◆ How to complete this task
Write out each line below exactly as it appears.

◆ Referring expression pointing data
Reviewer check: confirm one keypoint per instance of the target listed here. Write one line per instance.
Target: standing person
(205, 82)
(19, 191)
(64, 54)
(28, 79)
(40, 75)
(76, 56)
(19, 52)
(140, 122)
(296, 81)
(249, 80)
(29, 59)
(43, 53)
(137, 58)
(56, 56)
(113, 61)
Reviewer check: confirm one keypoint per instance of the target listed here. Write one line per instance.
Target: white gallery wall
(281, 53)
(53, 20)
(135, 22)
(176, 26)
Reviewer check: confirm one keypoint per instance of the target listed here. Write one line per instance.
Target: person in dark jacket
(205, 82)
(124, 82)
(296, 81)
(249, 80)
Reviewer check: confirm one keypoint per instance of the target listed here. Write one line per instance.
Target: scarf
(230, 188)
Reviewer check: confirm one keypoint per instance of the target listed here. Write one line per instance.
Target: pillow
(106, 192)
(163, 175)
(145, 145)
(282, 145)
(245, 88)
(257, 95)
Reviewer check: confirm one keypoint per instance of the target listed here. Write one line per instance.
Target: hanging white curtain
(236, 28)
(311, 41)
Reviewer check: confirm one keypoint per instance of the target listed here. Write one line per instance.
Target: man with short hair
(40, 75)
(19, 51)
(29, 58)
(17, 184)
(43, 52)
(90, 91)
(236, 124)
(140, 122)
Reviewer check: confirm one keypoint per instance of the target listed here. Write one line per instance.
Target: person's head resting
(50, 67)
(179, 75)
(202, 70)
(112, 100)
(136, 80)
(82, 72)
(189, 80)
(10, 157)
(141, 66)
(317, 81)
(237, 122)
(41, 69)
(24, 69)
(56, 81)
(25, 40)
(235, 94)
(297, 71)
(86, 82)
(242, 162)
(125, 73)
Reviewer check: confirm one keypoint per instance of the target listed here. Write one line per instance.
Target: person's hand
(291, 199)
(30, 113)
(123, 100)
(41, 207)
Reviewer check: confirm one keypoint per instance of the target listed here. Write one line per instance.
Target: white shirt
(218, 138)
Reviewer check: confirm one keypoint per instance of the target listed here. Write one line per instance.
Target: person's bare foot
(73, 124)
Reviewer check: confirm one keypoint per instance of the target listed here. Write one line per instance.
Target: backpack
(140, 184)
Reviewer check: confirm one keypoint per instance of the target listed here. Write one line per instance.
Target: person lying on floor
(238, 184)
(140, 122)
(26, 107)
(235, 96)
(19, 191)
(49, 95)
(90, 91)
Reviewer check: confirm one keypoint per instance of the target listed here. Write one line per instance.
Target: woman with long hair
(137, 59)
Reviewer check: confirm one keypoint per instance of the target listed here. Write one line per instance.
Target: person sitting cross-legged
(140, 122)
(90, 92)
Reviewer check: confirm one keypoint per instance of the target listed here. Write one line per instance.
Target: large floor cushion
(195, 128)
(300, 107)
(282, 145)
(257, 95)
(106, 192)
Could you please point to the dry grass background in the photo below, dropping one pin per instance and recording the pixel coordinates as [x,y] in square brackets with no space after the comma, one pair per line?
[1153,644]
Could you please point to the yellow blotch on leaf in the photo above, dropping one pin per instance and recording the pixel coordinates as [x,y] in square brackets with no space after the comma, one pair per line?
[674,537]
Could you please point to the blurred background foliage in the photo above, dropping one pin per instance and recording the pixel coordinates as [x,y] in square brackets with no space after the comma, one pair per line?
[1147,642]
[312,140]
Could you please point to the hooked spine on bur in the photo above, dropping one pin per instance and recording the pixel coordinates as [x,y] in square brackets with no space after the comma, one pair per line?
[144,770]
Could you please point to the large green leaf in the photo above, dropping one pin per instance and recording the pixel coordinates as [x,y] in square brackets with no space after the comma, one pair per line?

◆ Expected answer
Reviewer check: confirm one keypoint per instance of the target listed here. Write one line per instance.
Target: standing person
(205, 82)
(19, 191)
(64, 54)
(28, 79)
(40, 75)
(76, 56)
(19, 52)
(140, 122)
(296, 81)
(249, 80)
(29, 59)
(43, 53)
(137, 58)
(56, 56)
(113, 61)
Reviewer check: confirm one keypoint per instance of the target listed here. Write one line per instance.
Target: white gallery wall
(281, 53)
(53, 20)
(135, 22)
(176, 26)
Reviewer check: confirm one keypoint per instance of the target listed here. Write one line per instance.
Target: person in dark jacket
(205, 82)
(124, 82)
(296, 81)
(249, 80)
Reviewer check: confirm one keypoint per instance of the target listed here. Write one line per instance.
Target: scarf
(230, 188)
Reviewer check: confirm one keypoint per instance of the target listed here. Write one line per instance.
Target: pillow
(106, 192)
(163, 175)
(145, 145)
(282, 145)
(245, 88)
(257, 95)
Reviewer check: confirm one keypoint per instance of the target listed here. Write one line per instance.
Target: hanging white curtain
(236, 28)
(311, 41)
Reviewer check: confirm one keypoint per instance of the target listed here. Write one line per instance.
Target: man with short hair
(40, 75)
(19, 51)
(29, 58)
(17, 184)
(43, 52)
(90, 91)
(236, 124)
(140, 122)
Reviewer check: confirm one keypoint per instance of the target listed here. Write one line per instance.
Target: person's head resting
(50, 67)
(179, 75)
(202, 70)
(112, 100)
(136, 80)
(82, 72)
(189, 80)
(10, 157)
(141, 66)
(317, 81)
(237, 122)
(41, 69)
(24, 69)
(56, 81)
(25, 40)
(235, 94)
(297, 71)
(86, 82)
(242, 162)
(125, 73)
Reviewer check: confirm one keypoint per instance of the target listed here. Write one line per instance.
Target: person's hand
(291, 199)
(30, 113)
(123, 100)
(41, 207)
Reviewer check: confirm one keypoint per instance of the target listed here. Write one line per instance.
Target: white shirt
(218, 138)
Reviewer check: confirm one keypoint per instance of the target listed here. Write one line per instance.
Target: person's bare foot
(73, 124)
Reviewer check: confirm one keypoint per instance of the target listed here. Write one line per instance.
Target: backpack
(140, 184)
Reviewer check: confirm one keypoint per instance of the target listed here. Write one line per instance.
Target: person lying on floor
(238, 184)
(140, 122)
(26, 107)
(235, 96)
(19, 191)
(49, 95)
(90, 91)
Reviewer check: confirm one keypoint per instance of the target listed here. Write one line per instance.
Target: woman with long hair
(137, 59)
Reviewer check: confirm one keypoint per instance of the target listed here. Write one line per instance.
Target: person sitting cross-legged
(140, 122)
(90, 92)
Reviewer check: confirm one keypoint per instance of the target listed here. Write one line per instance.
Target: large floor cushion
(195, 128)
(300, 107)
(282, 145)
(257, 95)
(106, 192)
Could you please point to the dry grass background in the photo below, dropping one pin per instance and recording the pixel coordinates as [x,y] in square brackets with no space after the comma, one pair per line?
[1153,644]
Could you please point to the yellow blotch on leaf in the photo above, dropping one pin per instance and recording the pixel coordinates as [x,y] in square brackets with no space after the comma, one pair per line?
[674,537]
Could you please point to the blurred background foliage in the photo above, dropping one pin per instance and recording the pixel coordinates as [x,y] in square brackets with no space after the comma, one pair per line?
[1147,642]
[312,140]
Could you please point to the hooked spine on bur in the photo above, dropping one pin per instance and recording the pixel coordinates as [x,y] in square brackets with no space after the comma, one pair per line?
[144,770]
Could you please point to the large green leaf in the photo above, dropping one pin per instance and recording the pixel coordinates as [x,y] in square brackets with no space after the comma, one pair per line?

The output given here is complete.